Please condense the paragraph in the oil spill passage below that begins "There is only one guarantee" into a short bulleted list that keeps its main points.
* BEGIN Selected passage *
There is only one guarantee to eliminate all oil spill, and that is to leave the oil in the ground. We have to focus more on developing alternative source of energy such as solar and and wind. We cannot afford to have more spills. The construction or adaptation of the east existing natural gas pipeline should not even be considered. If we are concerned about creating jobs the alternative to fossil fuel will do that. I don't believe that we should be held hostage by the oil industry and or governments that oil is the answer in creating jobs and wealth

A class action lawsuit by all affected, just waiting to happen. Let's hope a contingency of adept, cutthroat lawyers successfully sues Husky's butt off, and that the NEB develops some cojones and seriously takes action against them, more than the NEB's customary slap on the wrist. Another example that pipelines and water don't mix, and, no, dilbit DOES NOT FLOAT!

This incidenl, as others like it are contaminating our supply of water....imagine, contaminating great distances of a river.....and this incident involves heavy oil, which will surly sink to the bottom of the river.....and the river running at high level will ensure that there will be contamination from high levels of the shoreline to the botom. This earth does NOT belong to corporations nor does it belong to governments.. but governments have responsibility and authority (for example) in comprehensive reporting concerning this matter.

Then imagine the thin-walled, nearly six-decade old pipeline, expected to daily carry more than one million barrels of dilbit across hundreds of water courses, small and large, without danger of catastrophic spillage.

Just don't expect the boys on Bay Street to test their sensibilities in this way.
* END Selected passage *
* BEGIN Recorded information *
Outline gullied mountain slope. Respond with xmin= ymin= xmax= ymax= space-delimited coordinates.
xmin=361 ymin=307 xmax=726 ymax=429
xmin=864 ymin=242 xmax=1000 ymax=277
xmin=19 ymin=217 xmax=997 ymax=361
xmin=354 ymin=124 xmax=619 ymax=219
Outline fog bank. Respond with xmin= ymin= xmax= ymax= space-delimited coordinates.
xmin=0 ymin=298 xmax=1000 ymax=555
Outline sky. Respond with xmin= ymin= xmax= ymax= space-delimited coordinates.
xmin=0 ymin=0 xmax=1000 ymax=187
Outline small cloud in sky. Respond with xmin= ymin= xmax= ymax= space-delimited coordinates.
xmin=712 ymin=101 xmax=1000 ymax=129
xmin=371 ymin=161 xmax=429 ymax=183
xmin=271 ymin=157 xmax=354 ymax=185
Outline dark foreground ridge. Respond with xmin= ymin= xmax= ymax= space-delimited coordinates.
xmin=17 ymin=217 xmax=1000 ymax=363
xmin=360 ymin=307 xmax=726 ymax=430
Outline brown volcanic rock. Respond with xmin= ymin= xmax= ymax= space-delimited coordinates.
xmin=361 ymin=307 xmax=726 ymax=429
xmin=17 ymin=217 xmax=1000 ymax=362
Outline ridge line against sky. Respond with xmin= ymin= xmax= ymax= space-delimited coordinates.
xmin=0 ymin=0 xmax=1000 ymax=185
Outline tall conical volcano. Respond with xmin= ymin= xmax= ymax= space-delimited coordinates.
* END Recorded information *
* BEGIN Recorded information *
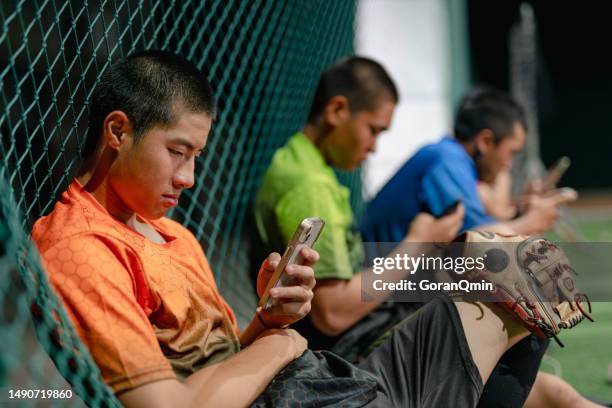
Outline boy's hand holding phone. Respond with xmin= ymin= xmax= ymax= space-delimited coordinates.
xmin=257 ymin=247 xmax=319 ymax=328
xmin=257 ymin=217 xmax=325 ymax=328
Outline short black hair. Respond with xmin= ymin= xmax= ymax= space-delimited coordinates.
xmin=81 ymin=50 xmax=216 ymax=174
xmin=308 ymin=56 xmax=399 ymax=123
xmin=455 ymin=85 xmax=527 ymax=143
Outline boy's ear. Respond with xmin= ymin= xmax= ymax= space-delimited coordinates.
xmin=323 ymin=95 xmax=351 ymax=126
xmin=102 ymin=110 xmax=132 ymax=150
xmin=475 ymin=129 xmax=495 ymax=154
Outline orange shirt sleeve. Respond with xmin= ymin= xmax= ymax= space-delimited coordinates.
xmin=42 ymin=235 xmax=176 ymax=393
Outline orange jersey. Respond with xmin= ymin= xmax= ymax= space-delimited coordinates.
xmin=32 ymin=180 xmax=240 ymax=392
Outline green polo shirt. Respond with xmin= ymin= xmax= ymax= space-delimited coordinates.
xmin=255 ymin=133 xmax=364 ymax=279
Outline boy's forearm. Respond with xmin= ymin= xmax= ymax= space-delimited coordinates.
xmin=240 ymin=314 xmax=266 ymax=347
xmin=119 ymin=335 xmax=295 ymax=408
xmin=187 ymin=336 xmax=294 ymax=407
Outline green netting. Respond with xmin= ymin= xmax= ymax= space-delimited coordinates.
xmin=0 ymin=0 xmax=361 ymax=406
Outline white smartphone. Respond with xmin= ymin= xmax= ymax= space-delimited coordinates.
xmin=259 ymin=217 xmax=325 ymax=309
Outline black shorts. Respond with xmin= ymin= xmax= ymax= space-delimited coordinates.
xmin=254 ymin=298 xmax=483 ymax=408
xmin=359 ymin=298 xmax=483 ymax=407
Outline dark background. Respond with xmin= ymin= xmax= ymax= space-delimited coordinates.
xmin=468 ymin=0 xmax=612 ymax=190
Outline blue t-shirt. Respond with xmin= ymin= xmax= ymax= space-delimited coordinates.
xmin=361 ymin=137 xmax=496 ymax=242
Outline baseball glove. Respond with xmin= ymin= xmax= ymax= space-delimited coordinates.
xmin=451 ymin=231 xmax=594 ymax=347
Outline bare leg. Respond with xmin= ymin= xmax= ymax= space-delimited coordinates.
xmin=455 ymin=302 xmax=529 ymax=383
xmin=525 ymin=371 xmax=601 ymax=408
* END Recorded information *
▶ Exercise solution:
- The only sure way to eliminate oil spills is to leave the oil in the ground.
- More focus should go to alternative energy sources such as solar and wind.
- More spills cannot be afforded.
- Building or adapting the existing east natural gas pipeline should not even be considered.
- Alternatives to fossil fuel would create jobs.
- The oil industry and governments should not hold people hostage with the claim that oil is the answer for jobs and wealth.